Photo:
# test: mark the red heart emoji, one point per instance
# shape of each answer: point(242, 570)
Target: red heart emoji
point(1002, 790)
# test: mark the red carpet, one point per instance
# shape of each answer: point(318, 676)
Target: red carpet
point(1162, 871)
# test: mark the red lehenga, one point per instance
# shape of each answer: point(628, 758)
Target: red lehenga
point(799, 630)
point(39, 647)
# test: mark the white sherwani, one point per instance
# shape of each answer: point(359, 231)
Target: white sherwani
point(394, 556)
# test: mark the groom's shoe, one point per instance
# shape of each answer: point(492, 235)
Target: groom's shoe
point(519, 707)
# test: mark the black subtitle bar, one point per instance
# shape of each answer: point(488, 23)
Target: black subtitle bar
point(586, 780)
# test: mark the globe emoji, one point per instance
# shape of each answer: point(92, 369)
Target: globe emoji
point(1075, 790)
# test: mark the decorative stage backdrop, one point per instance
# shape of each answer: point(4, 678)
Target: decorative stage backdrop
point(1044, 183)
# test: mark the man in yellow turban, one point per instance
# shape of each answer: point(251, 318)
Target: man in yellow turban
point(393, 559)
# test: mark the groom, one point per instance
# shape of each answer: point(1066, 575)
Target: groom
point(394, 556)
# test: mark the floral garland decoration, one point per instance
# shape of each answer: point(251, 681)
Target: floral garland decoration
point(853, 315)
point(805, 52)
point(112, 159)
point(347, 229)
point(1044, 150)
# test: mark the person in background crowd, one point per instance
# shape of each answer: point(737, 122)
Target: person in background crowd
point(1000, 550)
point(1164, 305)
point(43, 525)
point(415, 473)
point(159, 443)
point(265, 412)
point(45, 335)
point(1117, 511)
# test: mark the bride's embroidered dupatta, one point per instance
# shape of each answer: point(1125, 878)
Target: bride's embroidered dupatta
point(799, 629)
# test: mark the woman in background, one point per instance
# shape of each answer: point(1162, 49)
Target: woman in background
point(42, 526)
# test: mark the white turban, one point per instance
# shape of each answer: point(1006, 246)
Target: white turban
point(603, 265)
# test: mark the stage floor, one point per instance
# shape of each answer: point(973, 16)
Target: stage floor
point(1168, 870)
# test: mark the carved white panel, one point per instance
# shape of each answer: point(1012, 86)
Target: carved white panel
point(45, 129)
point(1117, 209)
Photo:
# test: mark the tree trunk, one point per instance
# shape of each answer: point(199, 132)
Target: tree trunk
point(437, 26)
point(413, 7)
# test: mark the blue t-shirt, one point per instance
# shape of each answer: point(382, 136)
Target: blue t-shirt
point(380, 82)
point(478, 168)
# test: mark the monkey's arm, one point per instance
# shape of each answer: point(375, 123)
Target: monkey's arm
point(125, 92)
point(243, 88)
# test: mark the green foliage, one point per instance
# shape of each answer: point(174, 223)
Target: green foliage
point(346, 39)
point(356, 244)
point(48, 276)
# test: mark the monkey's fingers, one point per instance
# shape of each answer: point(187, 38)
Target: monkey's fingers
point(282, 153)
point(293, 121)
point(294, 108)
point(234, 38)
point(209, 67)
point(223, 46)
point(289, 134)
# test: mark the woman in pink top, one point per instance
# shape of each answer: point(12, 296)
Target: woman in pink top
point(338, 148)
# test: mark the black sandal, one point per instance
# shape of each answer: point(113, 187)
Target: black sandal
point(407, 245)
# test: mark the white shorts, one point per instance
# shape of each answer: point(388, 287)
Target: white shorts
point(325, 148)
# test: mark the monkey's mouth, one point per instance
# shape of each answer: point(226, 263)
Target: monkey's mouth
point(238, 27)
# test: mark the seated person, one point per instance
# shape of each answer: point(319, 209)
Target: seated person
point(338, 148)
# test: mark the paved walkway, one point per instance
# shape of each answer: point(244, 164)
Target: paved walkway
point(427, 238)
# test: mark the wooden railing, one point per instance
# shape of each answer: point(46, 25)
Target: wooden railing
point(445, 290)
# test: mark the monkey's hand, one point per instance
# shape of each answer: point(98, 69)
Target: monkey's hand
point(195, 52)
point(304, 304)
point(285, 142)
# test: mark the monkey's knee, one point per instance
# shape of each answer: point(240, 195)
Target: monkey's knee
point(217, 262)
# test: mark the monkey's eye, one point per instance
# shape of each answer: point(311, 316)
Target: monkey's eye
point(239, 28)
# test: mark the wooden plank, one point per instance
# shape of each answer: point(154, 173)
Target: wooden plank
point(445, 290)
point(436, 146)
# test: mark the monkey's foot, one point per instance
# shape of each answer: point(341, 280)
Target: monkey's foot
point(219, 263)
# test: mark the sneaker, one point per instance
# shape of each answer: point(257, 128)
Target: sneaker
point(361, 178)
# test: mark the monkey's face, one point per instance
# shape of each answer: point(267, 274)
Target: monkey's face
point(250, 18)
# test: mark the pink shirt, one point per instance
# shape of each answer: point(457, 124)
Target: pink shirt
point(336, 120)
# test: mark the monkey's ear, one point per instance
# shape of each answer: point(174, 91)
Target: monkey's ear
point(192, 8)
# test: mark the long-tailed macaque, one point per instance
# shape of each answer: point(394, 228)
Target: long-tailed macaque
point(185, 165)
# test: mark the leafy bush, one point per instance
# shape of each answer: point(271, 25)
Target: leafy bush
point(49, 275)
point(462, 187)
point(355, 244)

Exercise » What you return must match the records exactly, line for line.

Result below »
Photo:
# test: mark the red heart emoji, one point per instance
# shape of each answer: point(242, 570)
Target: red heart emoji
point(1002, 790)
# test: mark the red carpet, one point per instance
# shape of each answer: point(318, 676)
Target: red carpet
point(1162, 871)
# test: mark the red lehenga, one point per instance
# shape of each answer: point(628, 758)
Target: red lehenga
point(799, 630)
point(39, 647)
# test: mark the white sherwani, one point per instance
# shape of each answer: point(359, 231)
Target: white sherwani
point(394, 556)
# test: mark the groom's shoe, one point per instance
# shape of each answer: point(492, 235)
Target: groom's shoe
point(519, 707)
# test: mark the black subtitle bar, one point per instance
# shape of each answer: point(488, 23)
Target: black subtitle bar
point(586, 780)
# test: mark the globe emoji, one point per instance
# shape of each answer: point(92, 369)
Target: globe emoji
point(1075, 790)
# test: mark the decorative stage backdrop, one point per instance
# shape of each answer: point(4, 678)
Target: decorative stage backdrop
point(1044, 183)
# test: mark the man in yellow turban, one point per instance
# shape of each answer: point(251, 318)
Target: man in yellow turban
point(393, 559)
# test: mark the groom, one point per instance
# shape of each answer: point(1066, 575)
Target: groom
point(394, 556)
# test: mark the floral garland decoration, one point per instance
# shape of each answer: point(251, 681)
Target: floral garland decoration
point(853, 315)
point(805, 52)
point(112, 159)
point(347, 229)
point(1044, 150)
# test: mark the person in background crowd, one point per instance
# shape of each answer: point(737, 122)
Target: person in background crowd
point(1000, 550)
point(1164, 305)
point(43, 525)
point(415, 473)
point(159, 443)
point(265, 412)
point(45, 335)
point(1117, 511)
# test: mark the bride's embroidered dupatta, one point per instance
# shape of each answer: point(1125, 878)
Target: bride's embroidered dupatta
point(799, 629)
# test: mark the woman in background, one point per instance
# shape of each answer: point(1162, 49)
Target: woman in background
point(42, 526)
# test: mark the white turban, one point per instance
# shape of each answer: point(1006, 246)
Target: white turban
point(603, 265)
# test: mark the stage floor, one point per instance
# shape of each answer: point(973, 16)
Target: stage floor
point(1168, 870)
# test: mark the carved white panel, one point per instance
# shape of each answer: point(1012, 86)
Target: carved white panel
point(45, 129)
point(1117, 209)
Photo:
# test: mark the tree trunk, one point per instance
# shape of each answer: point(199, 132)
Target: tree trunk
point(437, 26)
point(413, 7)
# test: mark the blue t-shirt, one point per instance
# shape of each answer: point(382, 136)
Target: blue t-shirt
point(380, 82)
point(478, 168)
# test: mark the monkey's arm, one point per instance
# shape of each answer: point(375, 123)
Target: monkey's arm
point(125, 92)
point(243, 88)
# test: mark the green foliage, one point per instance
# shape of each answer: point(174, 223)
Target: green foliage
point(346, 39)
point(356, 244)
point(48, 276)
# test: mark the monkey's fingers, one point per instance
# shape of each answer: point(187, 38)
Target: monkey's fingers
point(282, 153)
point(293, 121)
point(294, 108)
point(234, 38)
point(209, 67)
point(223, 46)
point(289, 134)
# test: mark the woman in pink top, one point per instance
# shape of each answer: point(12, 296)
Target: woman in pink top
point(338, 148)
# test: mark the black sandal, one point per instance
# shape of each answer: point(113, 187)
Target: black sandal
point(407, 245)
# test: mark the white shorts, one point per instance
# shape of each answer: point(388, 287)
Target: white shorts
point(325, 148)
# test: mark the monkey's mouth, one point per instance
# shape of each answer: point(226, 263)
Target: monkey's mouth
point(238, 27)
# test: mark the seated person, one point per instance
# shape of each answer: point(319, 209)
Target: seated person
point(338, 148)
# test: mark the paved walkway, one point per instance
# shape of each answer: point(244, 164)
Target: paved walkway
point(427, 238)
# test: mark the wooden railing, one point per instance
# shape of each answer: point(46, 25)
Target: wooden railing
point(445, 290)
# test: mark the monkey's hand, one point per instance
# shape of each answer: point(98, 69)
Target: monkey's hand
point(195, 52)
point(304, 304)
point(285, 142)
# test: mark the monkey's knee, one point per instance
# shape of each answer: point(240, 195)
Target: monkey's knee
point(217, 262)
# test: mark the monkey's eye, one point per instance
# shape of each answer: point(311, 316)
Target: monkey's eye
point(239, 28)
# test: mark the wooden plank, one point per instance
# shape of each answer: point(154, 173)
Target: wooden plank
point(445, 290)
point(436, 146)
# test: mark the monkey's foot, one point per instance
# shape of each answer: point(341, 280)
Target: monkey's foot
point(219, 263)
# test: mark the sneaker, one point per instance
# shape of each answer: point(257, 128)
Target: sneaker
point(361, 178)
# test: mark the monkey's face, one point per instance
# shape of each answer: point(267, 274)
Target: monkey's face
point(250, 18)
# test: mark the pink shirt, one point per instance
# shape of each answer: point(457, 124)
Target: pink shirt
point(336, 120)
# test: mark the monkey's ear, one point per instance
# shape of each answer: point(174, 91)
Target: monkey's ear
point(192, 8)
# test: mark the long-tailed macaque, one point per instance
# shape of each answer: point(394, 228)
Target: long-tailed macaque
point(185, 165)
# test: mark the leafy bush, one point per instance
# shape of each answer: point(271, 25)
Target: leafy bush
point(49, 275)
point(462, 187)
point(355, 244)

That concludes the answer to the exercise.